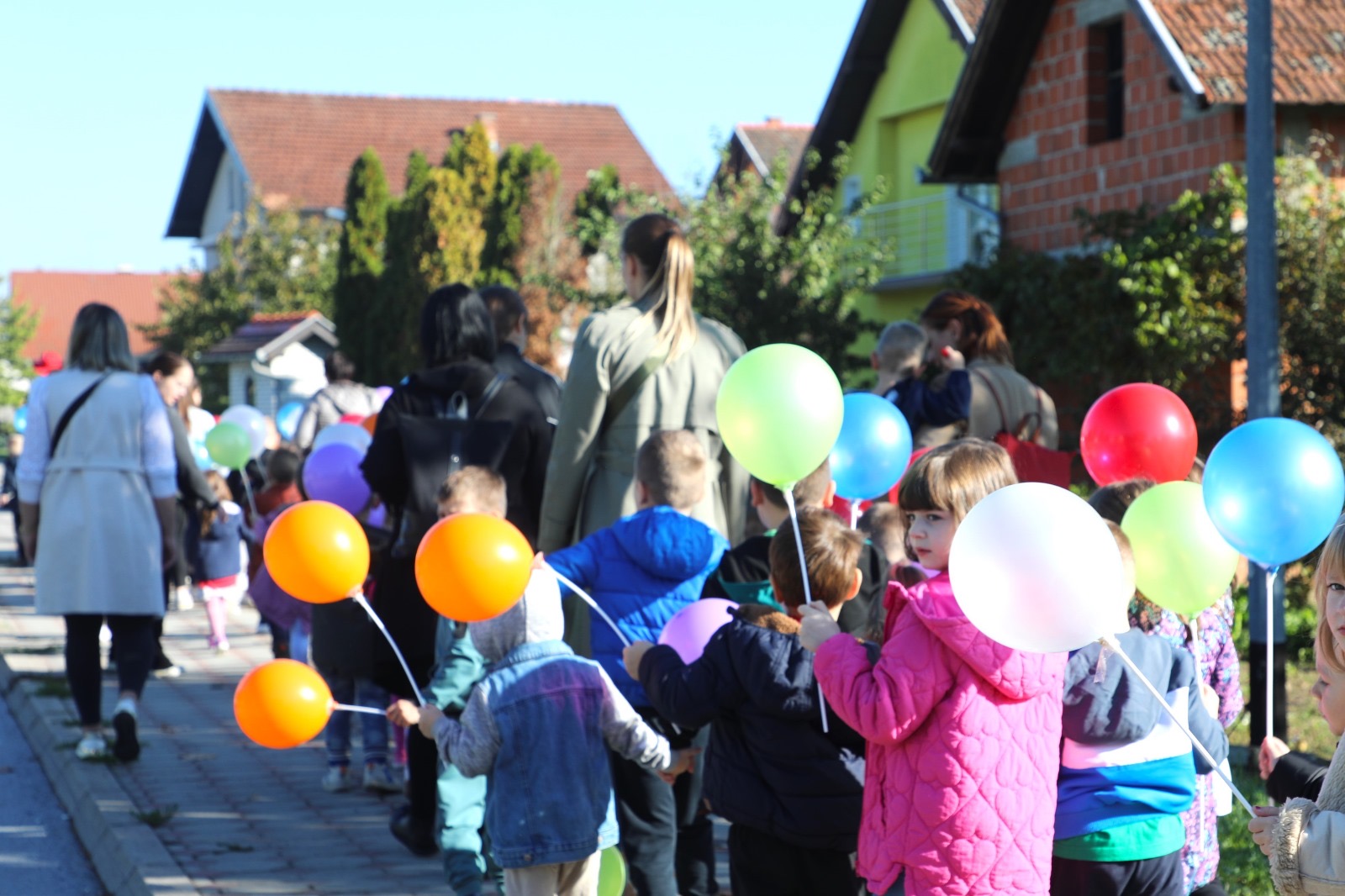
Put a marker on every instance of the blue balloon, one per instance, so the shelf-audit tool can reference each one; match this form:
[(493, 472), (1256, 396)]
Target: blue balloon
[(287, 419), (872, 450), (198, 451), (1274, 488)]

··········

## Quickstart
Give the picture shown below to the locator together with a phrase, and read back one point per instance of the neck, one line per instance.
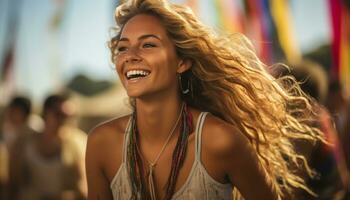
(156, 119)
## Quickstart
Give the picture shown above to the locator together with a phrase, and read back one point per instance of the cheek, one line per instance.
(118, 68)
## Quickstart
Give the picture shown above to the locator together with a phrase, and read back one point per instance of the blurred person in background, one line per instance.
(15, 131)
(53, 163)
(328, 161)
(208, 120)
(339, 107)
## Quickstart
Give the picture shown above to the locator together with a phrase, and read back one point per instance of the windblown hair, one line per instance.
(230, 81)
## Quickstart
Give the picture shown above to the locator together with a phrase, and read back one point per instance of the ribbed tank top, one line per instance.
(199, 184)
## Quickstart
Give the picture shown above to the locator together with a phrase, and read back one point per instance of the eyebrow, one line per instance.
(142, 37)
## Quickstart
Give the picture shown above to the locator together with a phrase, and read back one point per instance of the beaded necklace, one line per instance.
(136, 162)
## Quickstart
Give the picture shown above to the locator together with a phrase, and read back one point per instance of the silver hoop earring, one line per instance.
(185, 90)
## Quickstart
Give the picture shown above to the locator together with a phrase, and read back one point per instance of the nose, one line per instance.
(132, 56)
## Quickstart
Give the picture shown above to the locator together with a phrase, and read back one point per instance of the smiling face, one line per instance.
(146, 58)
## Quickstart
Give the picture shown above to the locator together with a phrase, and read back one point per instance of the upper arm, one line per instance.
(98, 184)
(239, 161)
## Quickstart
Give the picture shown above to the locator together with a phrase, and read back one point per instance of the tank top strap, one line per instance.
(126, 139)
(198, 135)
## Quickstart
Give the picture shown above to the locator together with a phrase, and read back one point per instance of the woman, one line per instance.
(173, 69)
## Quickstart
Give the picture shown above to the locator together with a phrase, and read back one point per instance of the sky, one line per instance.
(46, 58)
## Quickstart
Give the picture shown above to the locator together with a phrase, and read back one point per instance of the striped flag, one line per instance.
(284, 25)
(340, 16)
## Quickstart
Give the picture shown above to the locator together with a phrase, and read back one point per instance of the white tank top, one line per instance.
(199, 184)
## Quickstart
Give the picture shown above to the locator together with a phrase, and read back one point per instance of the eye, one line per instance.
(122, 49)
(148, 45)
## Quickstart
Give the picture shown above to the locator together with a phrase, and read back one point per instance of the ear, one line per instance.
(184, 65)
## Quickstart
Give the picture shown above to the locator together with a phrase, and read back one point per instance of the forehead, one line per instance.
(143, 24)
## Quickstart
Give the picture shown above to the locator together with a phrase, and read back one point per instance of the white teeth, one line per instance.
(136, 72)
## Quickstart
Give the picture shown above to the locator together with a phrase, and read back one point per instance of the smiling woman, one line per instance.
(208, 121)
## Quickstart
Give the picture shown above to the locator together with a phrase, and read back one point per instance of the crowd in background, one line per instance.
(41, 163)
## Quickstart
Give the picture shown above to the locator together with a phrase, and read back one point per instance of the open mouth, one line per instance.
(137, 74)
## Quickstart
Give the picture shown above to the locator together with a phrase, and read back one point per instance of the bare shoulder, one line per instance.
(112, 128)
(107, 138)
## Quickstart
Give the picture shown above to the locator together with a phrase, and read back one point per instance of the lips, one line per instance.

··········

__Task details__
I'd like the lines above from the one with "ear, one line per instance." up to and including the one with "lips, one line per instance." copied exactly, with no other lines.

__Written response__
Give the picture shown above to the locator together with a phrase, and read back one point per instance of the ear, one line per instance.
(184, 65)
## Quickstart
Give the picture shown above to the locator together with a phrase, and read back one point per instance of the forehead, one line per instance.
(143, 24)
## Quickstart
Give the picture shown above to the locator together with a phrase, and read back one point per instance of the white teeth, one line per instance.
(136, 72)
## Quickstart
Give the picture shown above to the locator together with a phrase, and read back one point per instance of the smiling woman, one line per instance.
(208, 121)
## Quickstart
Give the picture shown above to the locator together with a phrase, and read back one point per instance of the crowd in background, one line per instance.
(41, 163)
## Quickstart
Give the picture shown above to the locator together with a phrase, and read back one point per instance of the open mouth, one line per instance.
(137, 74)
## Quickstart
Give the picture shown above to the locator together with a phrase, and read back one point per instance of the bare shoulder, one line per instance.
(112, 128)
(107, 138)
## Quickstart
Give the picture shown above to the locator together with a phrase, and read back one point per instance of the lips, one line per instance.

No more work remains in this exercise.